— Task —
Could you reproduce, word for word, the part of the listing below that starts with the line containing "Exercise. Locate the white dress" (that line included) and runs through the end of the listing?

-- Start of Rows --

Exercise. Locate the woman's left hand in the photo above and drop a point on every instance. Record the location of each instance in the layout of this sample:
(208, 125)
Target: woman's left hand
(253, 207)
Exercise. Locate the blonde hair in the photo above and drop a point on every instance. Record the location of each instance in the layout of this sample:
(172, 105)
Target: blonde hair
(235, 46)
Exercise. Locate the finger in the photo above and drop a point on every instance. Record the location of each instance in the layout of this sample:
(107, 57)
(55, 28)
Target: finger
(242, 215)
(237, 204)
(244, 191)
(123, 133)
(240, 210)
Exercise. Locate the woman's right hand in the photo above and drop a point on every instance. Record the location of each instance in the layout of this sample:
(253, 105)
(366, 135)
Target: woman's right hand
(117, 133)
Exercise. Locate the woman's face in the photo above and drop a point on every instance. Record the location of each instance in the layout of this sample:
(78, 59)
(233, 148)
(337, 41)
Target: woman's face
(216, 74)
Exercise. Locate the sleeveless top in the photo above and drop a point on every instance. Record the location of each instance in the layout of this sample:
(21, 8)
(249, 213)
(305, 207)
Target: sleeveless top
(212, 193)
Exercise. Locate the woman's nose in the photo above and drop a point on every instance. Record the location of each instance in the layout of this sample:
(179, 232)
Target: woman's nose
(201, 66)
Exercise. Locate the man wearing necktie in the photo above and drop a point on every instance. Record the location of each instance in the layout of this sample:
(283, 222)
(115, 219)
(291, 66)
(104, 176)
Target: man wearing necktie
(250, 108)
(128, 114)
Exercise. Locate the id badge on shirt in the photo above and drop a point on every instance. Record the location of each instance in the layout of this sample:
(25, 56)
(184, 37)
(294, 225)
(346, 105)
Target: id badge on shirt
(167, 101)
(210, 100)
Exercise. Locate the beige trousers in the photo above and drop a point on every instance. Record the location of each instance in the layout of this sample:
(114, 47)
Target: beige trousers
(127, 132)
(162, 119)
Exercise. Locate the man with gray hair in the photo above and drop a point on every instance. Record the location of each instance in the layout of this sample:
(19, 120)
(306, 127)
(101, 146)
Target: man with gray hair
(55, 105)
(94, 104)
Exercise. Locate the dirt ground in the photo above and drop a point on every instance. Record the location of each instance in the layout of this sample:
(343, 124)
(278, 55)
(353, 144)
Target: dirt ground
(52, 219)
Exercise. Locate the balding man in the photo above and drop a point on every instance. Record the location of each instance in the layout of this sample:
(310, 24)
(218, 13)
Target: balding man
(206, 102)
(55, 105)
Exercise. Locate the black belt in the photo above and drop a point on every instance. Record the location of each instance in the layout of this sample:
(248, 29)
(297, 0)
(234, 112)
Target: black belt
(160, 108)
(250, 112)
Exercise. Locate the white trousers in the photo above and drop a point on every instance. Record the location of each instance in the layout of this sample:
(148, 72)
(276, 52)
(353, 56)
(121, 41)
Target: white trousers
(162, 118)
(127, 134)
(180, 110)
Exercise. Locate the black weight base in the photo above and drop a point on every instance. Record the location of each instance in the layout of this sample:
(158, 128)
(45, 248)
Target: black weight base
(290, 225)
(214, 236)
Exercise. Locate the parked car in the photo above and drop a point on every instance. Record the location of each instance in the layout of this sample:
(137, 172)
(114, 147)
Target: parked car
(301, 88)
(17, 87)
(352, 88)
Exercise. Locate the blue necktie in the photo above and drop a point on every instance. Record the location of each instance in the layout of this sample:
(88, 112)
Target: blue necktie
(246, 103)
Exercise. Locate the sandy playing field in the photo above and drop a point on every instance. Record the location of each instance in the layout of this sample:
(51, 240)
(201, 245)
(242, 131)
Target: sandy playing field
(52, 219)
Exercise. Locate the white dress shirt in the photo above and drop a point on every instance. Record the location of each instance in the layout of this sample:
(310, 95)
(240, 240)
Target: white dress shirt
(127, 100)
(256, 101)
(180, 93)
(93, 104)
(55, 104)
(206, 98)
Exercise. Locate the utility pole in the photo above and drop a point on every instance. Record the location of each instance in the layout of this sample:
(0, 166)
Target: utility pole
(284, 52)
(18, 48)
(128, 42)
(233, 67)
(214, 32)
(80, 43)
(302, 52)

-- End of Rows --

— Expected answer —
Exercise. Locate the white dress shirt in the photo above and drop a point on every instance. Record the location of each instance in the layout of this sample:
(310, 95)
(240, 240)
Target: white dress shirt
(127, 100)
(256, 101)
(180, 93)
(93, 104)
(55, 104)
(206, 98)
Exercise. Locate the utility pole in the photo above and drop a point on every instance. Record the location of each instance in the layout of this sample:
(0, 166)
Target: utility pole
(284, 52)
(18, 48)
(128, 42)
(233, 67)
(214, 32)
(80, 43)
(302, 52)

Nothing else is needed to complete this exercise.